-- START OF Source data --

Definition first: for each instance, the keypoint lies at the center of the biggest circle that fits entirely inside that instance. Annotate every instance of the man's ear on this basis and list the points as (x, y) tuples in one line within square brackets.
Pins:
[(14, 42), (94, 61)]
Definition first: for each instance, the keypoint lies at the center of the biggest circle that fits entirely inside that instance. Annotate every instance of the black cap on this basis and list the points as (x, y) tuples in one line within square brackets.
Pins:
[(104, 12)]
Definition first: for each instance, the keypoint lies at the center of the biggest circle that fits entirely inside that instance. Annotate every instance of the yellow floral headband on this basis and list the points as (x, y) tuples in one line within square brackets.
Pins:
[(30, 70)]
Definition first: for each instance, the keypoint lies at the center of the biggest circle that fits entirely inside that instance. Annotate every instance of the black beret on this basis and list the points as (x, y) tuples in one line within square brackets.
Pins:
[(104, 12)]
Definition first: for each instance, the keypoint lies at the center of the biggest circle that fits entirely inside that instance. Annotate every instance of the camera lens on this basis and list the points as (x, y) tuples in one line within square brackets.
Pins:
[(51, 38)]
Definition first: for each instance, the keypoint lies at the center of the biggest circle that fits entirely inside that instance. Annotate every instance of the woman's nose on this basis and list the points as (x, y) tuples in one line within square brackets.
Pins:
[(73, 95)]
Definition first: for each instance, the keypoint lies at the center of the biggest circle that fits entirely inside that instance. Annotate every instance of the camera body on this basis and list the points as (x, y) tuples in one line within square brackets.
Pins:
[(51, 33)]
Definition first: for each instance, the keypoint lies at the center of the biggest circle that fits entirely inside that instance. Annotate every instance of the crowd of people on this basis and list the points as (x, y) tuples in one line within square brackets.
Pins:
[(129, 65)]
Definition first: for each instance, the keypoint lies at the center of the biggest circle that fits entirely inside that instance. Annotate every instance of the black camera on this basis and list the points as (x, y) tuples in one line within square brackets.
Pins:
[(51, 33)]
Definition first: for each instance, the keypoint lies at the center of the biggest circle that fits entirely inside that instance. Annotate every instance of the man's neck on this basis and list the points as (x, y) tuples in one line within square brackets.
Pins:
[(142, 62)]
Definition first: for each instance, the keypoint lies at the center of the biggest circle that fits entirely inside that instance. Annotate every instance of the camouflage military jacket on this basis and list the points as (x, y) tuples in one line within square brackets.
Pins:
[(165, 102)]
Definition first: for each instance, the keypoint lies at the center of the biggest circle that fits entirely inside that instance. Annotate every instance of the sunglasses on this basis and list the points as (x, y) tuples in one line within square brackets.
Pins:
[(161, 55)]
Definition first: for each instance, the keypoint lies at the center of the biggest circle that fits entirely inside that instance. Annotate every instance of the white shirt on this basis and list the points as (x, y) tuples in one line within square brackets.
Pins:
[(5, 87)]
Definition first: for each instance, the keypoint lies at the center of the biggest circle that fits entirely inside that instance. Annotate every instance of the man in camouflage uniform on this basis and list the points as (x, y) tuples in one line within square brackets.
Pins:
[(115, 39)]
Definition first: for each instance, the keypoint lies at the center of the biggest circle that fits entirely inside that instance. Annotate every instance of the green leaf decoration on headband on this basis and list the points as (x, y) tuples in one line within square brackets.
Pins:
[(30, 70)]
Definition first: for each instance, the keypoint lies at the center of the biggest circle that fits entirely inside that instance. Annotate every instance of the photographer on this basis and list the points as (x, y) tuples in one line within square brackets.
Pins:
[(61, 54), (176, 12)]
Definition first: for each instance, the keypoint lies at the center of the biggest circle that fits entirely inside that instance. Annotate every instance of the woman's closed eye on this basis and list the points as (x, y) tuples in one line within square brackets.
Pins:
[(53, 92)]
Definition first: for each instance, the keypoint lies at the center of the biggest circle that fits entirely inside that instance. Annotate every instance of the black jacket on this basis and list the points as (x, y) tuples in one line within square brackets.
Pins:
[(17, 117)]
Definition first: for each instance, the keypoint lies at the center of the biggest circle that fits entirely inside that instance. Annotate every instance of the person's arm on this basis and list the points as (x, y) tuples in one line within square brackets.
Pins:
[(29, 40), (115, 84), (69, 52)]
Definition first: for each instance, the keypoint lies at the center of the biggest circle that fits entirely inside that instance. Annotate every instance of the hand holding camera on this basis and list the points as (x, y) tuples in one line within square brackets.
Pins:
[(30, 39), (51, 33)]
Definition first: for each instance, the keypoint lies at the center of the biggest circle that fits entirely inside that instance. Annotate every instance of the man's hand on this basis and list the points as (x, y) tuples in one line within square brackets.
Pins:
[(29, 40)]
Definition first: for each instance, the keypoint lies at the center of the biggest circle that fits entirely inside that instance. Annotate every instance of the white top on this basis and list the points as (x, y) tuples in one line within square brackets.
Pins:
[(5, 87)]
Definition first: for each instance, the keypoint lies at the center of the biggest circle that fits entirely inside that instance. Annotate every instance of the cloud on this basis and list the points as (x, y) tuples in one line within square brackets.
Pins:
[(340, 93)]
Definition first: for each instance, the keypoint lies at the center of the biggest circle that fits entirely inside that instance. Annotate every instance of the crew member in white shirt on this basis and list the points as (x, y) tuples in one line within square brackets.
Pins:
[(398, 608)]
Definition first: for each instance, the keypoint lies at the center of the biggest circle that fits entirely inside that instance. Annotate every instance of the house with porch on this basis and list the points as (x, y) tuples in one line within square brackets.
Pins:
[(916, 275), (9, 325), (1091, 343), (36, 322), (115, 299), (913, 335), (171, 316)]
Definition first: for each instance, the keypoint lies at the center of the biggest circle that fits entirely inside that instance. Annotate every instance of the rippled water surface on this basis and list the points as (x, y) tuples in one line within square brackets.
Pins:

-- END OF Source data --

> _The exercise_:
Reproduce word for word the stretch of entries above, from the very start through the line containing "[(14, 42), (94, 61)]", including that line.

> _Finished answer_:
Definition first: for each instance, the keypoint lies at the center of the biggest circle that fits entirely inside that instance. Annotate every instance of the man's ear on this basis and list the points as (x, y) tuples in one line within square brackets.
Pins:
[(14, 42), (94, 61)]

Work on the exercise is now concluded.